[STATED EXERCISE]
Print the whole listing exactly.

[Dataset entries]
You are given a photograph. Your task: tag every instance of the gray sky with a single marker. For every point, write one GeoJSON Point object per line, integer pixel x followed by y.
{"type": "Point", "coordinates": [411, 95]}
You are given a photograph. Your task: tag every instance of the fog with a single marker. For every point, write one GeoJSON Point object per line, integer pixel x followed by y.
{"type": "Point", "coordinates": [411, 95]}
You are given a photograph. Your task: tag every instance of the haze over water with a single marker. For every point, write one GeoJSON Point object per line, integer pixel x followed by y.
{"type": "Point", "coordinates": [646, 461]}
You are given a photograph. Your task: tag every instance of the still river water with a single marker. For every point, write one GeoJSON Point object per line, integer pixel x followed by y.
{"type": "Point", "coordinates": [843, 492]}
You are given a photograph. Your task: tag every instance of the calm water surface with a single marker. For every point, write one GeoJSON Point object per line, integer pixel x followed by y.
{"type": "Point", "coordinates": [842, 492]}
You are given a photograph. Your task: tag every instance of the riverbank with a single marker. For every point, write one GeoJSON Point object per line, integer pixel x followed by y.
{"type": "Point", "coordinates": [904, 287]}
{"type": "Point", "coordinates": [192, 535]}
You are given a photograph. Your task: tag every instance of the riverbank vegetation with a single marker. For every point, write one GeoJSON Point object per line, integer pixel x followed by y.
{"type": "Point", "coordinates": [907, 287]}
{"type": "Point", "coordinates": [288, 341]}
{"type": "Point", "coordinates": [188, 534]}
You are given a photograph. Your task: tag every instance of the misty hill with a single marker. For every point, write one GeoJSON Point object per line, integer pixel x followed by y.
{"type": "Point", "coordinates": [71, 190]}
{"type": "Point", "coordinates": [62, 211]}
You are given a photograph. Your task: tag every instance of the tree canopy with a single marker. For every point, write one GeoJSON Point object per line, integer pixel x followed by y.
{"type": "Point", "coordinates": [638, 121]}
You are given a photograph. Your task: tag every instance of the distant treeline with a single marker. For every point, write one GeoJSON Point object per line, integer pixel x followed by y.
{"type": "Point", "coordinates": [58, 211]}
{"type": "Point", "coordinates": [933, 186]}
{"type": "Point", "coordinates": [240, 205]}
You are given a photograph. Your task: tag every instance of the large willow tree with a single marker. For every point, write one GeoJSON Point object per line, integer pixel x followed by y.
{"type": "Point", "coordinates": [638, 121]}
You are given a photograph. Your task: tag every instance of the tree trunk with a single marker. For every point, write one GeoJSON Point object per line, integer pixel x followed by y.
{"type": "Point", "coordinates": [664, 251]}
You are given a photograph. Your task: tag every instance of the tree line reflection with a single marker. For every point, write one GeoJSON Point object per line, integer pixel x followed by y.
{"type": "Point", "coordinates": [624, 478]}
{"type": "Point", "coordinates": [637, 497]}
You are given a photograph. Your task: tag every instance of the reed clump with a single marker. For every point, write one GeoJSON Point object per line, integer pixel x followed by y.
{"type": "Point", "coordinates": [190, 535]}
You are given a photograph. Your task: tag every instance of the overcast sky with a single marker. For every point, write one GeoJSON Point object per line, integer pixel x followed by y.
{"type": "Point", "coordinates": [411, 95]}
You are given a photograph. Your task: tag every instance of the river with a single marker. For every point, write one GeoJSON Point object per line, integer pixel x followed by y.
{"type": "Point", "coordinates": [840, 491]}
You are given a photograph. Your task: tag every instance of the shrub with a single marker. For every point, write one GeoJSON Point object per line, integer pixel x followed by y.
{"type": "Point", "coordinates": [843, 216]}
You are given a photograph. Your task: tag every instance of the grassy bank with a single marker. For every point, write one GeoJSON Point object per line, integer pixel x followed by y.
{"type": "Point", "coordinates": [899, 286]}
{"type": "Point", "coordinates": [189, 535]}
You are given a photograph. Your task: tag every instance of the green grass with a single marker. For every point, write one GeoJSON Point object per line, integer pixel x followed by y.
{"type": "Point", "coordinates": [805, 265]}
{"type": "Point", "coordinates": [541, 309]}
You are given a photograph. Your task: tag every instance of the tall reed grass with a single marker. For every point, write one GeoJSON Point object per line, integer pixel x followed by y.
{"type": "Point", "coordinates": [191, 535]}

[WRITTEN SOLUTION]
You are given a photograph. Your task: tag every instance of the gray sky with a single marker. For every point, write one GeoJSON Point object per line, integer pixel x followed by y.
{"type": "Point", "coordinates": [411, 95]}
You are given a photograph. Your task: tag every instance of the fog with a single marker. For every point, write one GeoJSON Point object per line, integer pixel x followed by y.
{"type": "Point", "coordinates": [411, 95]}
You are given a photograph. Your task: tag every instance of the haze over water with a single marker. For every point, write one GeoJSON Point object per line, integer pixel x followed by y.
{"type": "Point", "coordinates": [646, 461]}
You are given a photograph. Your task: tag every instance of the still river water with a single marker. For every point, write one GeoJSON Point object per line, integer pixel x followed by y.
{"type": "Point", "coordinates": [843, 492]}
You are given a photograph. Your task: tag every instance of the calm water surface with a single marker. For every point, write one GeoJSON Point object per line, integer pixel x followed by y.
{"type": "Point", "coordinates": [842, 492]}
You are given a photograph. Your task: tag every instance of the riverbank with a single marker. For every point, write one GeoJSON Point object per line, integer pixel x followed by y.
{"type": "Point", "coordinates": [904, 287]}
{"type": "Point", "coordinates": [192, 535]}
You are given a photograph. Your task: tag every instance of the riverbank vegetation with a single marker. For every point, write one GeoJSON Point object per line, integer pixel x followed by y.
{"type": "Point", "coordinates": [907, 287]}
{"type": "Point", "coordinates": [288, 341]}
{"type": "Point", "coordinates": [188, 534]}
You are given a photograph. Your task: tag every instance of the misty hill with a single marker. For every point, write one GeoJSON Point object per line, integer pixel x followed by y.
{"type": "Point", "coordinates": [71, 190]}
{"type": "Point", "coordinates": [62, 211]}
You are given a photograph. Your task: tag every instance of the tree canopy with a single marker. For every point, write one GeoJSON Point object per line, integer pixel x followed by y.
{"type": "Point", "coordinates": [638, 121]}
You are given a photograph. Your task: tag every instance of the distant treeline with a single marker. For every point, write one GeoJSON Point object per line, integer pixel x followed by y.
{"type": "Point", "coordinates": [58, 211]}
{"type": "Point", "coordinates": [933, 186]}
{"type": "Point", "coordinates": [240, 205]}
You are given a photograph. Your task: tag every instance of the large willow tree with a single marker. For every point, write one GeoJSON Point object per line, integer pixel x followed by y.
{"type": "Point", "coordinates": [638, 121]}
You are given a photograph. Your task: tag every instance of the tree trunk with a single marker. For every point, write one GeoJSON Point object per line, integer pixel x followed by y.
{"type": "Point", "coordinates": [664, 251]}
You are given a photograph. Your task: tag every instance of the tree line reflection with a single marker. For every point, write one GeoJSON Point object per line, integer pixel x followed by y.
{"type": "Point", "coordinates": [624, 478]}
{"type": "Point", "coordinates": [637, 497]}
You are given a photograph. Your task: tag every instance of the reed clump with a single marker. For every point, write one GeoJSON Point object per line, integer pixel x followed by y.
{"type": "Point", "coordinates": [190, 535]}
You are given a photograph. Your task: tag every instance of the overcast sky with a single marker. For every point, write one GeoJSON Point object per line, integer pixel x followed by y.
{"type": "Point", "coordinates": [411, 95]}
You are given a photograph. Your task: tag every instance of the river with a single marker. For every point, write one GeoJSON Point object per line, integer pixel x followed by y.
{"type": "Point", "coordinates": [840, 491]}
You are given a photograph. Your task: tag every instance of the shrub with a single marker. For every point, write one GeoJSON Point object per line, integer pixel x followed by y.
{"type": "Point", "coordinates": [843, 216]}
You are given a photograph. Your task: tag every instance of the grassy bank with a single marker. For every point, write one GeoJSON Point object per line, integer pixel x followed by y.
{"type": "Point", "coordinates": [899, 286]}
{"type": "Point", "coordinates": [189, 535]}
You are given a photograph. Your task: tag every instance of the green grass with a single marker. For every point, write one GeoJSON Point object per line, integer pixel x followed by y.
{"type": "Point", "coordinates": [805, 265]}
{"type": "Point", "coordinates": [541, 309]}
You are given a photograph. Your task: tag every instance of the tall reed grass with a single marker. For every point, write one GeoJSON Point object per line, integer pixel x followed by y.
{"type": "Point", "coordinates": [191, 535]}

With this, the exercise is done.